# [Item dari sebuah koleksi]
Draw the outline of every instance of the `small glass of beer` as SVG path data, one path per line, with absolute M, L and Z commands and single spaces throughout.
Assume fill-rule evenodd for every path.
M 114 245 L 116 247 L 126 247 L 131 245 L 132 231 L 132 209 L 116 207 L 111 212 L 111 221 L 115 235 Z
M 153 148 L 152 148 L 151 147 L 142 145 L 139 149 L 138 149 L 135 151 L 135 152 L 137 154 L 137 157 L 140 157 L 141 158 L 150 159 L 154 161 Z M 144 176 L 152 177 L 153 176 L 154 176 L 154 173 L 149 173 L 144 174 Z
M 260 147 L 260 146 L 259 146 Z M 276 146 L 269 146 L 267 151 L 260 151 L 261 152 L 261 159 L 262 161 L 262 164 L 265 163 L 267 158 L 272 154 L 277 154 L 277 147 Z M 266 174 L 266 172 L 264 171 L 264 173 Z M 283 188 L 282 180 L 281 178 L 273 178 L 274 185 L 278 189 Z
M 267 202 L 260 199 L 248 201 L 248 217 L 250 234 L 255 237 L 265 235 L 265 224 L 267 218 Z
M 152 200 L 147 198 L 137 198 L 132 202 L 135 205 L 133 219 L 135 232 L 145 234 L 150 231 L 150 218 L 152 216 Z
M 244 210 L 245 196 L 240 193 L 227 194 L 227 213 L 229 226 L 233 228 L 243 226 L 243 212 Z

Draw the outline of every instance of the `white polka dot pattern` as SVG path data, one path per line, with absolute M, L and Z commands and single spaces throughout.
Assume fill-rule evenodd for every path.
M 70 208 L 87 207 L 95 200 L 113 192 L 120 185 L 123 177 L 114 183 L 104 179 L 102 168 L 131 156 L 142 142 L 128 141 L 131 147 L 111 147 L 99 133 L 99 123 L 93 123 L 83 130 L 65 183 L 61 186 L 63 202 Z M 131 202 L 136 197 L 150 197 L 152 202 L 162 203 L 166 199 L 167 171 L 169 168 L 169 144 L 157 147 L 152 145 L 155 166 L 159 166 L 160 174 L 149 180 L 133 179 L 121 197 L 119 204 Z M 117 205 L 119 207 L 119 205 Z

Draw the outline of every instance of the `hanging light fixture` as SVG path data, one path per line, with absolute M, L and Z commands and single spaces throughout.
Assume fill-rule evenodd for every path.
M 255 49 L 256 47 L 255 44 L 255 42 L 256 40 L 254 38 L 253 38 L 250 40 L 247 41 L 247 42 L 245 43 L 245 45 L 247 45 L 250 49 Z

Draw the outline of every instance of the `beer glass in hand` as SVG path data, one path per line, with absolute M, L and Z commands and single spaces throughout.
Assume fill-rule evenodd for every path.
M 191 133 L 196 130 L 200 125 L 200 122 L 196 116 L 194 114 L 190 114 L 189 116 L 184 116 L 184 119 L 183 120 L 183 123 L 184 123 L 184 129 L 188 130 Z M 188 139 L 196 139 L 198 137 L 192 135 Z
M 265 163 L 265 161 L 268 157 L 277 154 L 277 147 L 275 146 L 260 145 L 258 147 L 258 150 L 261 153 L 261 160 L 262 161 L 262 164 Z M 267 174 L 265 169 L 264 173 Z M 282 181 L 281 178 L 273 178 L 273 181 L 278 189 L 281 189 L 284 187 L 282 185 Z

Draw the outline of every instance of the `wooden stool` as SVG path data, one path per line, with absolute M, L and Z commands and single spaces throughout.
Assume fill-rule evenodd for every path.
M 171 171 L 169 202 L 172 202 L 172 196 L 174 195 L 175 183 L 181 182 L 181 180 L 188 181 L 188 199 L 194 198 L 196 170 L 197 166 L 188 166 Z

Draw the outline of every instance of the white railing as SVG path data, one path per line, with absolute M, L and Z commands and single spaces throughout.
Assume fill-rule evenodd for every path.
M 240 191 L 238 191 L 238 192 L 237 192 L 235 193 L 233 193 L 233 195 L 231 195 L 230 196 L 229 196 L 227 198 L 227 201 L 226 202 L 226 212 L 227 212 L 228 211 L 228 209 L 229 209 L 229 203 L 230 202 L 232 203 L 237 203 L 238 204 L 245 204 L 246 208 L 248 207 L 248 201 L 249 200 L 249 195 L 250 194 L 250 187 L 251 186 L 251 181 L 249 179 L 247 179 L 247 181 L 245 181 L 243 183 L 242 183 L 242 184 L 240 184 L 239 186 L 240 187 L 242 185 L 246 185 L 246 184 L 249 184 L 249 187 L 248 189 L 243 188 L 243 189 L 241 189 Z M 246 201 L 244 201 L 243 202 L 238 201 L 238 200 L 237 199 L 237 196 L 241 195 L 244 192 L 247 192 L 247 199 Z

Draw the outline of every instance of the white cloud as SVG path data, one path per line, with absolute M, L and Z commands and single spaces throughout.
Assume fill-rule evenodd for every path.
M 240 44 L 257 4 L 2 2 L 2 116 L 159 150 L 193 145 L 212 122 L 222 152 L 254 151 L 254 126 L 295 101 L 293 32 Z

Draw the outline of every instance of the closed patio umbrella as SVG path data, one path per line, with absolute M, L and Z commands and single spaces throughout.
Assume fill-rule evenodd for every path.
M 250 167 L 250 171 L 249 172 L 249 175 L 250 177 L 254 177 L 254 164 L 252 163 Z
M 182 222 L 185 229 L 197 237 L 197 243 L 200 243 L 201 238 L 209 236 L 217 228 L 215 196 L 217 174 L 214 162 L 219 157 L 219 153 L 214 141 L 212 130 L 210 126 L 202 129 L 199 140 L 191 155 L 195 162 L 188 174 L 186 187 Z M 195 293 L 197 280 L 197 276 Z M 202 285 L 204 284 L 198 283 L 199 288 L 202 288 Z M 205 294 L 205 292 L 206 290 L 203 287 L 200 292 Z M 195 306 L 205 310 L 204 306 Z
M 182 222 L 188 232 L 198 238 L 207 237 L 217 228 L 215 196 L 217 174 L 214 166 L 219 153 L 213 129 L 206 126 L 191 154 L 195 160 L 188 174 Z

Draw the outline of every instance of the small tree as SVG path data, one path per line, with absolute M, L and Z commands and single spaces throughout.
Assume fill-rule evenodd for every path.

# [Petunjuk Latihan]
Tulis ulang seluruh item di atas kata demi kata, tanpa mengubah, menambah, atau menghilangkan apa pun.

# [Jawaban Tugas]
Draw the outline of every instance of the `small glass of beer` as SVG path data, one path per line, with absolute M, L and Z commands and single spaces throughout.
Assume fill-rule evenodd for every path.
M 114 245 L 116 247 L 126 247 L 131 245 L 132 231 L 132 209 L 116 207 L 111 212 L 111 221 L 115 235 Z
M 153 148 L 152 148 L 151 147 L 142 145 L 139 149 L 138 149 L 135 151 L 135 152 L 137 154 L 137 157 L 140 157 L 141 158 L 150 159 L 154 161 Z M 144 176 L 152 177 L 153 176 L 154 176 L 154 173 L 149 173 L 144 174 Z
M 260 147 L 260 146 L 259 146 Z M 276 146 L 269 146 L 267 151 L 260 151 L 261 152 L 261 159 L 262 161 L 262 164 L 265 163 L 267 158 L 272 154 L 277 154 L 277 147 Z M 266 174 L 266 172 L 264 171 L 264 173 Z M 283 188 L 282 180 L 281 178 L 273 178 L 274 185 L 278 189 Z
M 267 202 L 260 199 L 248 201 L 248 217 L 250 234 L 255 237 L 265 235 L 265 224 L 267 218 Z
M 152 200 L 147 198 L 137 198 L 132 202 L 135 205 L 133 219 L 135 232 L 145 234 L 150 231 L 150 218 L 152 216 Z
M 244 210 L 245 196 L 240 193 L 227 194 L 227 213 L 229 226 L 233 228 L 243 226 L 243 212 Z

Draw the outline of every instance of the `white polka dot pattern` as SVG path data, one path per line, with absolute M, L and Z commands and single spaces throughout.
Assume fill-rule evenodd for every path.
M 70 208 L 87 207 L 95 200 L 113 192 L 120 185 L 123 177 L 114 183 L 104 179 L 102 168 L 131 156 L 142 142 L 128 141 L 131 147 L 111 147 L 99 133 L 99 123 L 93 123 L 83 130 L 65 183 L 61 186 L 63 202 Z M 131 202 L 136 197 L 150 197 L 152 202 L 162 203 L 166 199 L 167 171 L 169 168 L 169 144 L 157 147 L 152 145 L 155 166 L 159 166 L 160 174 L 149 180 L 133 179 L 121 197 L 119 204 Z M 117 205 L 119 207 L 119 205 Z

Draw the outline of every instance of the `hanging light fixture` as SVG path data, one path per line, with absolute M, L and Z commands and single spaces throughout.
Assume fill-rule evenodd for every path.
M 255 49 L 256 47 L 255 44 L 255 42 L 256 40 L 254 38 L 253 38 L 250 40 L 247 41 L 247 42 L 245 43 L 245 45 L 247 45 L 250 49 Z

Draw the outline of every instance of the `beer glass in hand` as SVG path data, one path per line, with absolute M, L and Z commands and single spaces throughout.
Assume fill-rule evenodd for every path.
M 191 133 L 196 130 L 200 125 L 200 122 L 196 116 L 194 114 L 190 114 L 189 116 L 184 116 L 184 119 L 183 120 L 183 123 L 184 123 L 184 129 L 188 130 Z M 188 139 L 196 139 L 198 137 L 192 135 Z
M 265 163 L 265 161 L 268 157 L 277 154 L 277 147 L 275 146 L 260 145 L 258 147 L 258 150 L 261 153 L 261 160 L 262 161 L 262 164 Z M 267 174 L 265 169 L 264 173 Z M 282 181 L 281 178 L 273 178 L 273 181 L 278 189 L 281 189 L 284 187 L 282 185 Z

Draw the outline of every instance of the `wooden stool` as SVG path data, one path per line, with absolute M, L and Z commands and single spaces throughout.
Assume fill-rule evenodd for every path.
M 171 171 L 169 202 L 172 202 L 172 196 L 174 195 L 175 183 L 181 182 L 181 180 L 188 181 L 188 199 L 194 198 L 196 170 L 197 166 L 188 166 Z

Draw the outline of every instance of the white railing as SVG path data, one path per line, with absolute M, L and Z commands and single spaces throughout.
Assume fill-rule evenodd for every path.
M 240 191 L 238 191 L 238 192 L 237 192 L 235 193 L 233 193 L 233 195 L 231 195 L 230 196 L 229 196 L 227 198 L 227 201 L 226 202 L 226 212 L 227 212 L 228 211 L 228 209 L 229 209 L 229 203 L 230 202 L 232 203 L 237 203 L 238 204 L 245 204 L 246 208 L 248 207 L 248 201 L 249 200 L 249 195 L 250 194 L 250 187 L 251 186 L 251 181 L 249 179 L 247 179 L 247 181 L 245 181 L 243 183 L 242 183 L 242 184 L 240 184 L 239 186 L 240 187 L 242 185 L 246 185 L 246 184 L 249 184 L 249 187 L 248 189 L 243 188 L 243 189 L 241 189 Z M 246 201 L 244 201 L 243 202 L 238 201 L 238 200 L 237 199 L 237 196 L 241 195 L 244 192 L 247 192 L 247 199 Z

Draw the outline of every instance of the white cloud as SVG path data, one path per line, with absolute M, L and Z commands and single spaces throughout.
Assume fill-rule evenodd for every path.
M 240 44 L 257 4 L 2 2 L 2 116 L 159 150 L 193 145 L 212 122 L 222 152 L 254 151 L 254 126 L 295 101 L 293 32 Z

Draw the outline of every instance of the closed patio umbrella as SVG path data, one path per line, with absolute M, L and Z commands and single spaces throughout.
Assume fill-rule evenodd for every path.
M 250 167 L 250 171 L 249 172 L 249 175 L 250 177 L 254 177 L 254 164 L 252 163 Z
M 182 222 L 185 229 L 197 237 L 197 243 L 200 243 L 201 238 L 209 236 L 217 228 L 215 196 L 217 174 L 214 162 L 219 157 L 219 153 L 214 141 L 212 130 L 210 126 L 202 129 L 199 140 L 191 155 L 195 162 L 188 174 L 186 187 Z M 195 293 L 197 280 L 197 276 Z M 202 285 L 204 284 L 198 283 L 199 288 L 202 288 Z M 205 294 L 205 292 L 206 290 L 203 287 L 200 292 Z M 195 306 L 205 310 L 204 306 Z
M 182 222 L 188 232 L 198 238 L 207 237 L 217 228 L 215 196 L 217 174 L 214 166 L 219 153 L 213 129 L 206 126 L 191 154 L 195 160 L 188 174 Z

Draw the outline of every instance of the small tree as SVG path data, one path per line, with absolute M, L and Z commands and single spaces throughout.
Assume fill-rule evenodd for every path.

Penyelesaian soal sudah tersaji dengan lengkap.